◆ **Document passage**
──────

Frances's book is full of examples like this—of powerful antipsychotics given to 3-year-olds, of doctors prescribing dangerous combinations of drugs at the hint of a disorder. His preferred approach upon encountering someone who might have a problem—“watchful waiting”—is antithetical to the current trend in psychiatry, where the automatic response to any perceived problem is to prescribe, prescribe, and prescribe some more.

But Saving Normal is about a bigger, broader story than simply blaming the drug companies and the media. Rather, the culprit here is a variety of interlocking factors. Complex systems lead to massive over-diagnosis. Take, for example, the sudden and recent “explosion” of ADHD among the nation’s youths. Frances lists six factors that contribute to the “epidemic”:

Working changes in DSM-IV; heavy drug-company marketing to doctors and advertising to the general public; extensive media coverage; pressure from harried parents and teachers to control unruly children; extra time given on tests and extra school services for those with an ADHD diagnosis; and finally, the widespread misuse of prescription stimulants for general performance enhancement and recreation.

──────

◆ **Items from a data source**
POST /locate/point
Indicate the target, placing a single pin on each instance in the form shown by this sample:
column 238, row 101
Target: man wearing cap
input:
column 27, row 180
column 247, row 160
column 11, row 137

──────

◆ **What is required**
Print the book review excerpt from "Frances's book is" to "prescribe some more.", unchanged.

◆ **Task answer**
Frances's book is full of examples like this—of powerful antipsychotics given to 3-year-olds, of doctors prescribing dangerous combinations of drugs at the hint of a disorder. His preferred approach upon encountering someone who might have a problem—“watchful waiting”—is antithetical to the current trend in psychiatry, where the automatic response to any perceived problem is to prescribe, prescribe, and prescribe some more.